__SELECTED TEXT__.
☆ ☆ ☆ ☆

Donald Trump lauds Saudi Arabia as he unveils AI and defence deals

Donald Trump hailed the US’s relationship with Saudi Arabia on Tuesday, just hours after the White House unveiled what it said was $600bn worth of defence, artificial intelligence and other deals with the kingdom.
The US president lauded the kingdom and its de facto leader, Crown Prince Mohammed bin Salman, as he began the first leg of his dealmaking, three-nation tour of the oil-rich Gulf.
“He’s an incredible man, I’ve known him a long time now. There’s nobody like him,” Trump said to a packed auditorium in Riyadh. Among the guests were Elon Musk, the world’s richest man, private equity baron Stephen Schwarzman, Nvidia boss Jensen Huang and dozens of other US executives.
The US-Saudi relationship had been a “bedrock” of security and prosperity, Trump said. He added: “Today, we reaffirm the bond and take the next steps to make our relationship closer, stronger, more powerful than ever before . . . And it will remain that way.”

☆ ☆ ☆ ☆

__PROVIDED ENTRIES__.
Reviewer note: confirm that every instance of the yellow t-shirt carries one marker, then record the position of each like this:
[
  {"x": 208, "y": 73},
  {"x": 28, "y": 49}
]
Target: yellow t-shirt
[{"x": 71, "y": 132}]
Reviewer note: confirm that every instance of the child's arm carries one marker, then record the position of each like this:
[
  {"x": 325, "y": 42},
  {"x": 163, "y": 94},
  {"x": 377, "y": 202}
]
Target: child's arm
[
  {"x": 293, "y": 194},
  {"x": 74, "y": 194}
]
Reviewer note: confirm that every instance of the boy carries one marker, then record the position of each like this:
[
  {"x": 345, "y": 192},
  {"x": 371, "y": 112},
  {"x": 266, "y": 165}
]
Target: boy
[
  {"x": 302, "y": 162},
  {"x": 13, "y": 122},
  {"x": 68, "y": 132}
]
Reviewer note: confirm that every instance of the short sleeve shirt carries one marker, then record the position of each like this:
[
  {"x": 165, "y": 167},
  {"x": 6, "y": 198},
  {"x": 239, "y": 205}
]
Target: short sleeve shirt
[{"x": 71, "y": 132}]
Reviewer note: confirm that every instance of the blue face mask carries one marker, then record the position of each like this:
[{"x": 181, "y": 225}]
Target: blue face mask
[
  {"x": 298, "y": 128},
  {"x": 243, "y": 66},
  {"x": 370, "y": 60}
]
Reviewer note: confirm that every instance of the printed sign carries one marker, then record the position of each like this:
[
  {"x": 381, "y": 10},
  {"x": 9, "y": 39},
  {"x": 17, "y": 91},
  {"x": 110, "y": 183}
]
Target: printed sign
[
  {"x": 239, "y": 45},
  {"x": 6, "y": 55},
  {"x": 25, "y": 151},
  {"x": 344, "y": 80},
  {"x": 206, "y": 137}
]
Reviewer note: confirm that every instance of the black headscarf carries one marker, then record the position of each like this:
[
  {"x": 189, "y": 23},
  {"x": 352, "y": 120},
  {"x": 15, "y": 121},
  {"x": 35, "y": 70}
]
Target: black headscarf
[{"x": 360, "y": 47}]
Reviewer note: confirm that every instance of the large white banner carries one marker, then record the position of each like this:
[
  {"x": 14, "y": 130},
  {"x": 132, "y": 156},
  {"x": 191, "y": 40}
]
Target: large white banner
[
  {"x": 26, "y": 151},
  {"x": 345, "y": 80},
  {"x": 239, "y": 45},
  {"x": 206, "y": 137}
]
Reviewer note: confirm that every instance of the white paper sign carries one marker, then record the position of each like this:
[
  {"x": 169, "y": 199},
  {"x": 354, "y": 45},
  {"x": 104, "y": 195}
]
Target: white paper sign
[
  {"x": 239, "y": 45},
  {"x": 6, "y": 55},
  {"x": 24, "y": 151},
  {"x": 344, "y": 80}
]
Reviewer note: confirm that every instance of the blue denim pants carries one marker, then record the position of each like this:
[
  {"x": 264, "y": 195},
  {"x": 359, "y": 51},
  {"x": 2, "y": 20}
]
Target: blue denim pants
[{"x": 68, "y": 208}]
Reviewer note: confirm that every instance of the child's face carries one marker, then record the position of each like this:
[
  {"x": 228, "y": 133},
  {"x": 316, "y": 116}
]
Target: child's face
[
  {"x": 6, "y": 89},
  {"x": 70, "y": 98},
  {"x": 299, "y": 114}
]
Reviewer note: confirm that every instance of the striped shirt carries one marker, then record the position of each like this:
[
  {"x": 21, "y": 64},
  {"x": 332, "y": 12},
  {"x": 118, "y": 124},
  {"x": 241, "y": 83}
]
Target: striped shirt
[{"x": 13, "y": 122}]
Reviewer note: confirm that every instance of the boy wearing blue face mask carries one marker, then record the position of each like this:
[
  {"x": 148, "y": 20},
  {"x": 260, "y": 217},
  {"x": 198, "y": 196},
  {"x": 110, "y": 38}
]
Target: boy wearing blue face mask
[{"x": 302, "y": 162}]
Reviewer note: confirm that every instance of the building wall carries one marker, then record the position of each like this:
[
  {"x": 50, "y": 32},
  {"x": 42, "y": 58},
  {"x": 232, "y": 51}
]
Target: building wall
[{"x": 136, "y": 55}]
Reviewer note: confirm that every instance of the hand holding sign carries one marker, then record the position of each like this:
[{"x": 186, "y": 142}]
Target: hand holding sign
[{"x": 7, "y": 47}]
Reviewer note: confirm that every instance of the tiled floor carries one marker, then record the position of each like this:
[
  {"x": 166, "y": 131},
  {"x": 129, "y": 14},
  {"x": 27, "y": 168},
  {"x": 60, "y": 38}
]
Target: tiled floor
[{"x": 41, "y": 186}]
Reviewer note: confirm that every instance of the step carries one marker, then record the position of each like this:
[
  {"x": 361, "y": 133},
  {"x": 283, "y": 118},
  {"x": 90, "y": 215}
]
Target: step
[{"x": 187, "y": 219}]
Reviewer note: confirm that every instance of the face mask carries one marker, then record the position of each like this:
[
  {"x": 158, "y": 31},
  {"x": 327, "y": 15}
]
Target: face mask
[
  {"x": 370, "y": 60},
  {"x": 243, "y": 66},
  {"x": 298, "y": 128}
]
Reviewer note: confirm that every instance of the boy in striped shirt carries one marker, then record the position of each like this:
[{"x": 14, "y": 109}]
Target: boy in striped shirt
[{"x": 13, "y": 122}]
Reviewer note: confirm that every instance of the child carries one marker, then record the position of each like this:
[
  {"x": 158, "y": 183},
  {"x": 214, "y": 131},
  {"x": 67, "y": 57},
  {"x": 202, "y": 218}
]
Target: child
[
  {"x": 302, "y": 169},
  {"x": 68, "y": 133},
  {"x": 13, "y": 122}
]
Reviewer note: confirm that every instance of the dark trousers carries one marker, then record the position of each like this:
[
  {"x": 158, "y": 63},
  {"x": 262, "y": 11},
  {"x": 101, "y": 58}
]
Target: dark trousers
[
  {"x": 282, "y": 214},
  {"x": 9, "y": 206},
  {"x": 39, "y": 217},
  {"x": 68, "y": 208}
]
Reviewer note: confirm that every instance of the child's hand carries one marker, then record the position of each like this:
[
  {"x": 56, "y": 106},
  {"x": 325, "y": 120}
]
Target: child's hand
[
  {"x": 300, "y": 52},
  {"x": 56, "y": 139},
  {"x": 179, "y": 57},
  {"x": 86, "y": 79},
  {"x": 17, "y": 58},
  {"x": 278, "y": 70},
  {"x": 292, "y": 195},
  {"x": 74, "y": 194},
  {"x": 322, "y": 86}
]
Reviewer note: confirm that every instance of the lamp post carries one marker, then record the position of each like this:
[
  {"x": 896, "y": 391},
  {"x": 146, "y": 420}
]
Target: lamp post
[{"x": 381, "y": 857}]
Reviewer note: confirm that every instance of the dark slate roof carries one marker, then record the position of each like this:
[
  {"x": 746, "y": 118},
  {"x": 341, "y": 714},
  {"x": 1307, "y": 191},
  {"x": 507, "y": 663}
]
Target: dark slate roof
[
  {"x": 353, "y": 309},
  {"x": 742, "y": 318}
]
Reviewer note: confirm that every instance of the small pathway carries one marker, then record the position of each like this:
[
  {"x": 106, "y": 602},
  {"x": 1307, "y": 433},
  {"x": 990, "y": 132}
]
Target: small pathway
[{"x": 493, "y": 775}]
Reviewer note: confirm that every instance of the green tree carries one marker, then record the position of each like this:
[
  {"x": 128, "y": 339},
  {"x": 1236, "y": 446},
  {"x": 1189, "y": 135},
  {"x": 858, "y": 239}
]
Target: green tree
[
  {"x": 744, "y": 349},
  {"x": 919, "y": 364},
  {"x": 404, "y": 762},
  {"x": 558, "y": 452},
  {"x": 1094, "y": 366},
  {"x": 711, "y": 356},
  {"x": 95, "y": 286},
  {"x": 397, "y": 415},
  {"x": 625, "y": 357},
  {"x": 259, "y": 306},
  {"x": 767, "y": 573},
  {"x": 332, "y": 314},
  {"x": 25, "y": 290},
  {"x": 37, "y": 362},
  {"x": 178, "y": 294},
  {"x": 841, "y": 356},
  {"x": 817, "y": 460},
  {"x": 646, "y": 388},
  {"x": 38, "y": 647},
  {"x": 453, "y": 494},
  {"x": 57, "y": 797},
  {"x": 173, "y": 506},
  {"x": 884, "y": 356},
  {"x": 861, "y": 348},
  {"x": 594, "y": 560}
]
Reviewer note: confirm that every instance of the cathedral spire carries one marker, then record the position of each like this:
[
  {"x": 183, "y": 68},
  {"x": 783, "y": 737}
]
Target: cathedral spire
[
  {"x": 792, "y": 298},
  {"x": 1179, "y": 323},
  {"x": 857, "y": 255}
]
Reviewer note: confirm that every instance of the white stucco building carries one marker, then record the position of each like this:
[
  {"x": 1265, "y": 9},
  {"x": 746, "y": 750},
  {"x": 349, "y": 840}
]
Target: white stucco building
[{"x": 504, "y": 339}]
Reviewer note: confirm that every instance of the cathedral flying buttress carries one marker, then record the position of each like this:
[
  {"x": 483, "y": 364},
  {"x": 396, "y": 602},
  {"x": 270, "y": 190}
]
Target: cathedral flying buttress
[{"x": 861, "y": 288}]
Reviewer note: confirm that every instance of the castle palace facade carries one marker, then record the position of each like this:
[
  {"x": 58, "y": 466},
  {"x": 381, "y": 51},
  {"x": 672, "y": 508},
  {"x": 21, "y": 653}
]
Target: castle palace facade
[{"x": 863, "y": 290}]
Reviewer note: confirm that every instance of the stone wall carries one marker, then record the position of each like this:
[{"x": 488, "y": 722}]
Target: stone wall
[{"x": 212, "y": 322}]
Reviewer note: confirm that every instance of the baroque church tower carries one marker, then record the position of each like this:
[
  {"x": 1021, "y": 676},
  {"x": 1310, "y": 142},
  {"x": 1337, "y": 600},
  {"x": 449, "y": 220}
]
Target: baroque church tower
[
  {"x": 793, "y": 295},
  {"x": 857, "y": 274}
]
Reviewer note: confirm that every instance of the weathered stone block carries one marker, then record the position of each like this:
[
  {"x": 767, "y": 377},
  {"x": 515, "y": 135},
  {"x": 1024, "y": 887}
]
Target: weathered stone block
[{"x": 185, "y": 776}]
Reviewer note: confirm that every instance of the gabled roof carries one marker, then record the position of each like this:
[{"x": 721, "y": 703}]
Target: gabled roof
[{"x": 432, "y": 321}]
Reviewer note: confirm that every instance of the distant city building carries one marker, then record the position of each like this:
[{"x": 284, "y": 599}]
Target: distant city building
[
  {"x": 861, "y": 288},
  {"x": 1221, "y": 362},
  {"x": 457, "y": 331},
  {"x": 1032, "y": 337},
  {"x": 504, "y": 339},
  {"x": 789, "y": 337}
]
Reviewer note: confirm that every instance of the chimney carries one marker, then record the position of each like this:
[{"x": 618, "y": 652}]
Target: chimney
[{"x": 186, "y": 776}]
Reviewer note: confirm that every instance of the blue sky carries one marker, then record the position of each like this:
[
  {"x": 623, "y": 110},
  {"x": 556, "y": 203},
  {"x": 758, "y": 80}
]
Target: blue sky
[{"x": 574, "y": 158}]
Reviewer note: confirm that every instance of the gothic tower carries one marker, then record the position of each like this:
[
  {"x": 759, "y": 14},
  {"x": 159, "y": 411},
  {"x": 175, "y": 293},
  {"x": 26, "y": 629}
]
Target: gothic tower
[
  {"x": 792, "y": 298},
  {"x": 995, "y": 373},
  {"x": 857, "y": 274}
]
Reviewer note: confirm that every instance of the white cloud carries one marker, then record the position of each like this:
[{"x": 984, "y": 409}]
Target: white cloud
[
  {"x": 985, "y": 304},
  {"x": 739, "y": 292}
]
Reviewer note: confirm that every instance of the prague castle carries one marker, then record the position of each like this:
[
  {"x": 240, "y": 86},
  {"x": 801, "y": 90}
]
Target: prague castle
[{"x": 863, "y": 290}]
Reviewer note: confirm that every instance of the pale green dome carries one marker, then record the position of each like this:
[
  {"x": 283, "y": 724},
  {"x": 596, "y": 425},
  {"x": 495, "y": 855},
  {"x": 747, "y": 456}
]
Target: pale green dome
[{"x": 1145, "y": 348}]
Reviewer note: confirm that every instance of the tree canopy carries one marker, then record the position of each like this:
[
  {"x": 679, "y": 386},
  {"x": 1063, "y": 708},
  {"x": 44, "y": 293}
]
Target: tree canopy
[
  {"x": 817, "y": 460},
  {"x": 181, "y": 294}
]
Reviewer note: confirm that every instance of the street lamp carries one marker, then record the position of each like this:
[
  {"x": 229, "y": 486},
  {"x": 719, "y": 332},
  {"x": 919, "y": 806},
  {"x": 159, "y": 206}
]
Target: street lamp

☆ ☆ ☆ ☆

__PROBLEM SET__.
A – Show each line of the records that contains the string "child", copied in full. Case counts.
B – Write the next part of the article on Trump's Saudi Arabia visit, picking up after its final sentence.
The records have no connection to the article on Trump's Saudi Arabia visit.

__RESULTS FOR EACH TASK__.
A –
Reviewer note: confirm that every instance of the child's arm carries one marker, then record the position of each like this:
Target: child's arm
Reviewer note: confirm that every instance of the child's face carries one marker, then record the position of each like this:
Target: child's face
Reviewer note: confirm that every instance of the child carries one marker, then record the position of each like this:
Target: child
Reviewer note: confirm that every instance of the child's hand carries one marker, then record the position of each like this:
Target: child's hand

B –
In a press release before Trump’s speech, the White House had hailed “Saudi Arabia’s $600bn commitment to invest in the US” and “economic ties that will endure for generations to come”.
Prince Mohammed said the two countries would work over the coming months to increase the total to $1tn.
“We are working on partnership opportunities with the US worth $600bn, including agreements of more than $300bn announced today during this forum,” the crown prince said.
The deals unveiled by the White House included a commitment by Saudi Arabia’s new state-owned AI company, Humain, to build AI infrastructure in the kingdom using several “hundred thousands” of Nvidia’s most advanced chips over the next five years.
That would make it one of the biggest AI chip orders by a state company, underlining the scale of Prince Mohammed’s ambitions to position Saudi Arabia as a global AI hub and boosting Nvidia’s desire to build “sovereign AI” infrastructure around the world.
The first phase of Humain’s investment would involve deploying 18,000 of Nvidia’s latest “Blackwell” servers, the chipmaker said. Based on the price of a single Nvidia graphics processing unit, estimated at $30,000-$40,000, the Saudi investment would run into multiple billions of dollars.
AMD, one of Nvidia’s main competitors in the AI chip market, is also co-investing up to $10bn with Humain to deploy its own infrastructure in the country. Amazon made a similar $5bn commitment covering data centre infrastructure.
Nvidia shares rose 5.6 per cent on Tuesday, while AMD’s gained 4 per cent. Amazon was 1.3 per cent higher.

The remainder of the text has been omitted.